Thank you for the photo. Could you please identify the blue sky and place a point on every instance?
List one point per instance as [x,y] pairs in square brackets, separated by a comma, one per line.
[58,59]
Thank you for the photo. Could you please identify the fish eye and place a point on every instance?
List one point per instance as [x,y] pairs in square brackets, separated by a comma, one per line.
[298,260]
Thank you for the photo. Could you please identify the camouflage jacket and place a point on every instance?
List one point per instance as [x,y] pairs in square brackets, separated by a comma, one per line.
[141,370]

==

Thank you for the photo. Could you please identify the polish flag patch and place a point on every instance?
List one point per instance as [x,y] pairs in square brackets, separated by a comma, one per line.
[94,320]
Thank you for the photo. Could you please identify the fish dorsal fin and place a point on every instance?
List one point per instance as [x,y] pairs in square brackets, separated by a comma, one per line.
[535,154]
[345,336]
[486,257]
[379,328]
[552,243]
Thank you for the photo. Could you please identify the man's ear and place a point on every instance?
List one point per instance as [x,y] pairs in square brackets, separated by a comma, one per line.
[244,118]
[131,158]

## Problem statement:
From the data above, pick out each line containing "place" and copy it.

## Solution to this task:
Thank you for the photo. Could you please identify the blue sky and place a point on every instance?
Thank you for the photo. Could you please identify the fish eye and place a point on every instance?
Thank you for the photo. Could you please identify the camouflage jacket and place a point on every instance?
Thank you for the photo. Could you please identify the polish flag patch and place a point on every instance?
Thank you for the photo. Could you please identify the fish dorsal fin and place a point on every instance?
Thank you for the photo. Could you please identify the man's ear and place a point on every instance?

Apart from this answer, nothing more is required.